REQUIRED WORK: In the railway forum post, reproduce the passage between "So, you're more" and "of February, 2010.", inclusive, changing "car registry" to "vehicle registry".

EXCERPTED TEXT:
++++++

You're more than welcome, Mark! As a fellow Shōwa era Japanese railway connoisseur, I had a tinny suspicion you might be interested as well 😉.

 

They absolutely are, aren't they? Interestingly enough, it was actually the 581 series which was the first Japanese train I actually fell in love with as a young kid, and as such was one of the series which started it all for me (as well as the 381 series, 485 series, 183 series, Odakyū 3100 series and the EF66 type, my interest in the shinkansen wouldn't take form until much later, though I fell in love with the J.N.R. shinkansen much earlier (I'm sensing a theme here😅)). 

 

So, you're more than welcome and same to you.

 

 

Date of scrapping =/= last running, it simply means the car, as this happens on a per car basis, has its car registry removed at that specific date and as such ceases to exist in any official capacity. This doesn't mean it was in active service up till that point, nor does it mean dismantling starts at that exact point, or necessarily at all, but it is removed from the books at that point and as such is no longer registered as in active service. For formation W8 that was indeed on the 10th of March, 2010 at which point the surplus cars were scrapped. However, her last scheduled service was as Nozomi 6 operating between between Hakata and Tōkyō on the morning of the 27th of February, 2010.

++++++

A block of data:
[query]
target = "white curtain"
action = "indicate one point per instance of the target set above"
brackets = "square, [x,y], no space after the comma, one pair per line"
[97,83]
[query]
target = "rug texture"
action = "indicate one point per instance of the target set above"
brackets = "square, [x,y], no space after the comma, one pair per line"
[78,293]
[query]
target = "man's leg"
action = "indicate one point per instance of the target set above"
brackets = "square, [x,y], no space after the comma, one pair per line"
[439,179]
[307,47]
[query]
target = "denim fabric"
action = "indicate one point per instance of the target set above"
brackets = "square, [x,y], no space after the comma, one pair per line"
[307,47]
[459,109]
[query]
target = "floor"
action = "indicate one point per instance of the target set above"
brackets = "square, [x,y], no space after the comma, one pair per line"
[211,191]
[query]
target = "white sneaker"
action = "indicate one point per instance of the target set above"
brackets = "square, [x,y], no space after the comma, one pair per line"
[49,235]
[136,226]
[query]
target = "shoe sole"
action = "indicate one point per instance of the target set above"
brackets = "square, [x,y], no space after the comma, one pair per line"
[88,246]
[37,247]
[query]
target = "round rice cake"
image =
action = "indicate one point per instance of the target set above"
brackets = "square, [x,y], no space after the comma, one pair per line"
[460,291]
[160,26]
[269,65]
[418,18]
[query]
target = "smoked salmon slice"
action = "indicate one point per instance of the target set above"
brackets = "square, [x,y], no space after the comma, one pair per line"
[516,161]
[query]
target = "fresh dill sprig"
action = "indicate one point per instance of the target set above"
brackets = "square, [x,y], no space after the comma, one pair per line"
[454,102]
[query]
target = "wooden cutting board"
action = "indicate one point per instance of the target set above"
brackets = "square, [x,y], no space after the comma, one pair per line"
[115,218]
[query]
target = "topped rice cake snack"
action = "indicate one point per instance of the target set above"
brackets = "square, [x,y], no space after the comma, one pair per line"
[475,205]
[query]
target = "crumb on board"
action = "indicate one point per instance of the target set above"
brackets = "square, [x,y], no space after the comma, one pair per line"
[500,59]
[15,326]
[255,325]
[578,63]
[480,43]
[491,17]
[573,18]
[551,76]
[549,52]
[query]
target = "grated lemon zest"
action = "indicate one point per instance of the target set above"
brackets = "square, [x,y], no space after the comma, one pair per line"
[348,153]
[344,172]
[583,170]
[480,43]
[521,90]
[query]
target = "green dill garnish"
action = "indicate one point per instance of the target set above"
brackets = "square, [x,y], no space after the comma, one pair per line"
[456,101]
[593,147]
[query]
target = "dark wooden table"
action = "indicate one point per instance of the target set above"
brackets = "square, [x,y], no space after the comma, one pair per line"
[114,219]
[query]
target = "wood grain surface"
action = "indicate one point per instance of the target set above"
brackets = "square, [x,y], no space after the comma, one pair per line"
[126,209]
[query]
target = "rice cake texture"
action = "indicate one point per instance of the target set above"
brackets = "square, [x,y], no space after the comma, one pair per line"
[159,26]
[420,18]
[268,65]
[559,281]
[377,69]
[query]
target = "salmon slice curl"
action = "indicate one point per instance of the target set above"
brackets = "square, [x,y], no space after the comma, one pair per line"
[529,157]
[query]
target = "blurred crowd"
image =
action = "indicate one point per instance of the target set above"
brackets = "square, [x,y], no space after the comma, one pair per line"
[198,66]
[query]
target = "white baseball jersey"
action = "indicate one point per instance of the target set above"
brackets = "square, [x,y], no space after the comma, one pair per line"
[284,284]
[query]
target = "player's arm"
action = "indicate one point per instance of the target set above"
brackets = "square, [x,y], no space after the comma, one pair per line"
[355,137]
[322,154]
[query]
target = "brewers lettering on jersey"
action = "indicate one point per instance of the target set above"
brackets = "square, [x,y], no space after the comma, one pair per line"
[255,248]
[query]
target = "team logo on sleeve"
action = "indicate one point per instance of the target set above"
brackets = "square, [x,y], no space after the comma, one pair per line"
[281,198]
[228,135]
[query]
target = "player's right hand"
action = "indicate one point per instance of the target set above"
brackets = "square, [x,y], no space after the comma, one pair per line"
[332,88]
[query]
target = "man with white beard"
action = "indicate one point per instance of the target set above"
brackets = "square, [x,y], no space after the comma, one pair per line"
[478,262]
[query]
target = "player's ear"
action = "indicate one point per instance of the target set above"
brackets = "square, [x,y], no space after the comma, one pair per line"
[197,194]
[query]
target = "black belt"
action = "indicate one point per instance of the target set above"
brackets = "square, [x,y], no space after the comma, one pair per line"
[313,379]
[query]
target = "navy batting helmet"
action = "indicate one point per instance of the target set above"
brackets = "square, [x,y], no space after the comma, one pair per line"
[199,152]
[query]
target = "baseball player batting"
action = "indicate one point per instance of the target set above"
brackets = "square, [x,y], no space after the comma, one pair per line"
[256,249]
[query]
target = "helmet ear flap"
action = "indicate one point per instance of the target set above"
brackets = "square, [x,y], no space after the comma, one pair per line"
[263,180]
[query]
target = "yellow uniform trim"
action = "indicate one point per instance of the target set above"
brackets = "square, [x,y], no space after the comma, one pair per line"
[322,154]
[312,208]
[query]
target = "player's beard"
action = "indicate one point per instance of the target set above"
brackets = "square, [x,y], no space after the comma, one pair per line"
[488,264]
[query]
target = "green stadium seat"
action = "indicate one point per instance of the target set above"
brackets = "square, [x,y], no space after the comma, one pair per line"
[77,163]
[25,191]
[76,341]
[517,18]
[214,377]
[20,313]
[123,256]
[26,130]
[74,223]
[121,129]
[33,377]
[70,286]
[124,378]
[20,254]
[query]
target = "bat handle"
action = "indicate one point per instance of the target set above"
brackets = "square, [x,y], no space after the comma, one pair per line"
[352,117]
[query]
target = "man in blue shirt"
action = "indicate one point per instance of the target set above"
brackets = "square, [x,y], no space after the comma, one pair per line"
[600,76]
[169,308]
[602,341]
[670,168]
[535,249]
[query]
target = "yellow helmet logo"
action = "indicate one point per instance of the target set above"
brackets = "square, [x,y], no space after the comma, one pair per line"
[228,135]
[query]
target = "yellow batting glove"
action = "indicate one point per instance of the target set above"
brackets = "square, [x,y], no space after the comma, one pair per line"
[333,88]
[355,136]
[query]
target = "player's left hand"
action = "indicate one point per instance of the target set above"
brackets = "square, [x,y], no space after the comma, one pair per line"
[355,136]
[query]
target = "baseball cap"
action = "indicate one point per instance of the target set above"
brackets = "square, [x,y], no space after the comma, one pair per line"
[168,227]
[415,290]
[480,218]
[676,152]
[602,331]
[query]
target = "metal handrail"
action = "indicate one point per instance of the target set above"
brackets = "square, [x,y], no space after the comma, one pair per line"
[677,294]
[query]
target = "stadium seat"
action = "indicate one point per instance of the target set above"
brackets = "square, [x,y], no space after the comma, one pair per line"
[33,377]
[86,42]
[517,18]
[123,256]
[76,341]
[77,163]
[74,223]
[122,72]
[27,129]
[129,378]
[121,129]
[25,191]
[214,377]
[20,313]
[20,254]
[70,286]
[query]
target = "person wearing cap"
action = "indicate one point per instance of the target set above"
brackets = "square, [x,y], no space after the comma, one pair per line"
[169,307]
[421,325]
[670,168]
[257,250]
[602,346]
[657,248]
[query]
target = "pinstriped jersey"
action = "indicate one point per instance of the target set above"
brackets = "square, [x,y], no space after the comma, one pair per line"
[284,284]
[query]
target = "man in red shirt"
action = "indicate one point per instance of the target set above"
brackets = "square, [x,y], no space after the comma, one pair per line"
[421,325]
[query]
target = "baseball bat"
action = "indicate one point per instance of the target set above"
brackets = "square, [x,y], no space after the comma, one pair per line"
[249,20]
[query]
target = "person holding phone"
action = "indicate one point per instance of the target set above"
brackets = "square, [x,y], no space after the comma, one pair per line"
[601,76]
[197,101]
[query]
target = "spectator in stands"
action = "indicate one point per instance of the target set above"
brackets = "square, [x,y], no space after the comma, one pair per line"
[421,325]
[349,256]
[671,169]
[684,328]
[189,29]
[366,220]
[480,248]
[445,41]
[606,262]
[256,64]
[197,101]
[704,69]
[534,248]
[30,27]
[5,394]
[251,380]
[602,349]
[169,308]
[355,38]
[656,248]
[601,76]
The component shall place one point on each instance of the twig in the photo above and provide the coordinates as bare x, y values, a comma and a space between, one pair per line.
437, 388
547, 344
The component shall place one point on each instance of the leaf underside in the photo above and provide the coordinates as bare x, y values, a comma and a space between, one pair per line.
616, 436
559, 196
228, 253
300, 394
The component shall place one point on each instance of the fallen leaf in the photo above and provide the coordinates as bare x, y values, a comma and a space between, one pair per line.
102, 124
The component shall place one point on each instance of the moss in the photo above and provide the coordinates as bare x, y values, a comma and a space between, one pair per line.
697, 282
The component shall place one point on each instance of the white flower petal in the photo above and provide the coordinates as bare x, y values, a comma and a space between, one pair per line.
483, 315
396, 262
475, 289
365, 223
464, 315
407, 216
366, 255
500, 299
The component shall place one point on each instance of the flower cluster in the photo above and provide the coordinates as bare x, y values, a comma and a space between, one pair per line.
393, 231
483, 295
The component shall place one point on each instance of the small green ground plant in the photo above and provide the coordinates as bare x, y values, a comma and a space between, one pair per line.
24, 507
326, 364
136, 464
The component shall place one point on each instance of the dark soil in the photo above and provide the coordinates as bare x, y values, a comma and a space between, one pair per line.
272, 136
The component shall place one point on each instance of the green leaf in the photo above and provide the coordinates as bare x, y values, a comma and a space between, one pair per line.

++++++

ANSWER TO THIS TASK:
So, you're more than welcome and same to you.

 

 

Date of scrapping =/= last running, it simply means the car, as this happens on a per car basis, has its vehicle registry removed at that specific date and as such ceases to exist in any official capacity. This doesn't mean it was in active service up till that point, nor does it mean dismantling starts at that exact point, or necessarily at all, but it is removed from the books at that point and as such is no longer registered as in active service. For formation W8 that was indeed on the 10th of March, 2010 at which point the surplus cars were scrapped. However, her last scheduled service was as Nozomi 6 operating between between Hakata and Tōkyō on the morning of the 27th of February, 2010.